-------- RECORDS SUPPLIED

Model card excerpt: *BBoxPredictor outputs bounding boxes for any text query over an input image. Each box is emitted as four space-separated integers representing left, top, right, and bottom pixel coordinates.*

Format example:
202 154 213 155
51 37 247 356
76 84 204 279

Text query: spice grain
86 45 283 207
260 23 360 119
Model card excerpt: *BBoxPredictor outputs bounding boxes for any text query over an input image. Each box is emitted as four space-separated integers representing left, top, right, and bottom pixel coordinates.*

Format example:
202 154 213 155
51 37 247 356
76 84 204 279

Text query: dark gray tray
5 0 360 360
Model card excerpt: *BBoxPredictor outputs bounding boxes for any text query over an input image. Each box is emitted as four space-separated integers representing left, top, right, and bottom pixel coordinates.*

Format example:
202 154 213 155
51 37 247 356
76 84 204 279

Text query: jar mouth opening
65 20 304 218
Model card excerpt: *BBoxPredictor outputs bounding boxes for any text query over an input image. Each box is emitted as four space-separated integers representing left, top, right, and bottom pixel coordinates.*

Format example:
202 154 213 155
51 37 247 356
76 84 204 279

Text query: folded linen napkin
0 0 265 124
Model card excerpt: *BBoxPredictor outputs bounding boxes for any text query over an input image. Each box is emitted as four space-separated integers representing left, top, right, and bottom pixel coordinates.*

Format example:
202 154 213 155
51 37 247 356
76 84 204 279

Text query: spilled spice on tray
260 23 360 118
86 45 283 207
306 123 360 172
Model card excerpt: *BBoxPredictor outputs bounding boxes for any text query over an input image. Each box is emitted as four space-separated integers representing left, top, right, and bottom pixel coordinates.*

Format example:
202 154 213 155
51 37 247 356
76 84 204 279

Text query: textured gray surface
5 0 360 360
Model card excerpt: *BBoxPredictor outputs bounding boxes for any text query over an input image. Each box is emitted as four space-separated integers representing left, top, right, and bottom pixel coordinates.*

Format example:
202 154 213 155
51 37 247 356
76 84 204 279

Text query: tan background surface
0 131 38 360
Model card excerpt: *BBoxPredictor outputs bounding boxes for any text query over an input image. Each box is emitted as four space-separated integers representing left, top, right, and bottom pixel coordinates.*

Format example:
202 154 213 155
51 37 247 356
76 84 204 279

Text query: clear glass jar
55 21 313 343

----------------

§ **WORK TO DO**: Starting from the first of the lines above and stopping after the line that contains "260 23 360 119", rewrite them as a Markdown table with columns Row and Text. Number each row and leave out the blank lines.

§ **RESPONSE TO THE EXERCISE**:
| Row | Text |
|---|---|
| 1 | Model card excerpt: *BBoxPredictor outputs bounding boxes for any text query over an input image. Each box is emitted as four space-separated integers representing left, top, right, and bottom pixel coordinates.* |
| 2 | Format example: |
| 3 | 202 154 213 155 |
| 4 | 51 37 247 356 |
| 5 | 76 84 204 279 |
| 6 | Text query: spice grain |
| 7 | 86 45 283 207 |
| 8 | 260 23 360 119 |